**Trecho fornecido:**
◇ ◇ ◇
Em seguida usamos CNV novamente e seus 4 componentes:
1. observação
2. sentimentos
3. necessidades
4. pedidos
Vamos nos manter somente nos 3 primeiros por ser o que precisamos agora (observar as respostas, apoiá-los a nomear os sentimentos envolvidos se tratando da satisfação dos encontros/preenchimento dos formulários e quais necessidades próprias e do grupo por trás dessas emoções e sentimentos).

Após ouvir as respostas das entrevistas, trouxemos duas listas: uma com nomes de sentimentos/emoções e outra com necessidades humanas universais zelando para que esse recurso não fosse um limitante e sim um norte de exploração e expansão do vocabulário de sentimentos e necessidades. Com o propósito de estreitar os dados e sintetizar a essência obtida com as entrevistas, escolhemos usar o método Zen Voting (acredito eu, criado pelos times de Design Sprint da Google) para gerar uma votação mais tranquila e democrática de maneira a garantir que todos pudessem fornecer as suas opiniões e ideias.

Nuvem de sentimentos e necessidades recorrentes no Zen Voting.
◇ ◇ ◇
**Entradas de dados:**
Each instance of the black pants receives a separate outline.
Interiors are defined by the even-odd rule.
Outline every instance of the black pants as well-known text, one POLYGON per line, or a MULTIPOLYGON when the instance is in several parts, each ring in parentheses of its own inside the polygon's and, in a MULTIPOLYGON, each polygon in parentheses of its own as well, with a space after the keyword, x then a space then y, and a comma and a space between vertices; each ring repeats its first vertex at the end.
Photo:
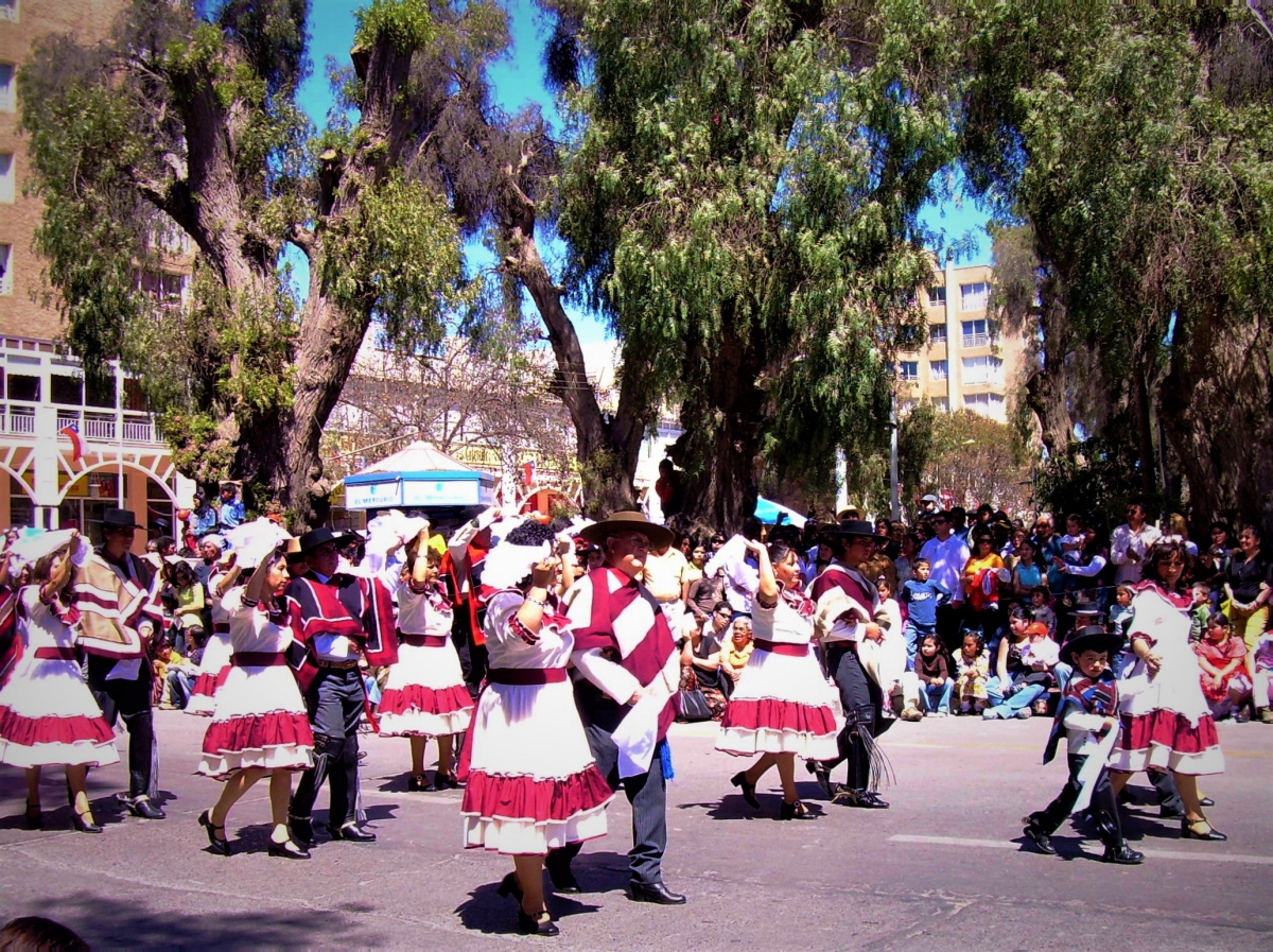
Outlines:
◇ ◇ ◇
**Tarefas propostas:**
[a] Transcreva do trecho sobre a CNV a parte que começa com as palavras "Após ouvir as" e termina em "no Zen Voting.".
[b] Segundo o trecho sobre a CNV, que método foi escolhido para estreitar os dados e sintetizar o resultado das entrevistas?
[c] Dê continuidade ao trecho sobre a CNV e o Zen Voting a partir do ponto em que ele termina.

**Respostas:**
[a]
Após ouvir as respostas das entrevistas, trouxemos duas listas: uma com nomes de sentimentos/emoções e outra com necessidades humanas universais zelando para que esse recurso não fosse um limitante e sim um norte de exploração e expansão do vocabulário de sentimentos e necessidades. Com o propósito de estreitar os dados e sintetizar a essência obtida com as entrevistas, escolhemos usar o método Zen Voting (acredito eu, criado pelos times de Design Sprint da Google) para gerar uma votação mais tranquila e democrática de maneira a garantir que todos pudessem fornecer as suas opiniões e ideias.

Nuvem de sentimentos e necessidades recorrentes no Zen Voting.

[b] O método Zen Voting.

[c]
Quando nomeamos sentimentos, podemos compreender quais as necessidades por trás dessas emoções: se uma tarefa é realizada, existe um sentimento envolvido durante a ação e uma necessidade por trás disso mas o mesmo acontece quando uma tarefa não é realizada porque há uma necessidade que também deseja ser atendida.

Após essas dinâmicas, deduzimos/julgamos que:
. os caseiros se sentem vulneráveis se tratando dos encontros porque têm necessidade de pertencimento e fazer parte do grupo (comunidade);
. os caseiros se sentem distraídos quando se trata do não preenchimento dos formulários porque têm necessidade de descanso após cuidarem da realização e bom andamento dos encontros.

E voltamos para a CNV: algo de extrema importância nessa prática é estimular a diferença entre FATO e JULGAMENTO. Então, questionei:

“Que fatos vocês presenciaram que confirma a necessidade de pertencimento sendo cuidada a partir da vulnerabilidade?”

E a resposta foi praticamente unânime: diversidade de falas! Quando esses homens encontram nos grupos um espaço seguro para se vulnerabilizarem sem julgamentos, eles podem ser ouvidos mas também ouvir diferentes contextos/realidades, tomando consciência de que não estão sós e cuidando de sua necessidade de pertencimento.

Chegamos então em um insight híbrido (termo que nasceu na IDEO, empresa referência no Design Thinking): talvez fosse necessário que vulnerabilidade e diversidade fizessem parte de nossas métricas. Mas antes de ter certeza sobre isso, foi necessário conferir como as métricas atuais do projeto eram construídas.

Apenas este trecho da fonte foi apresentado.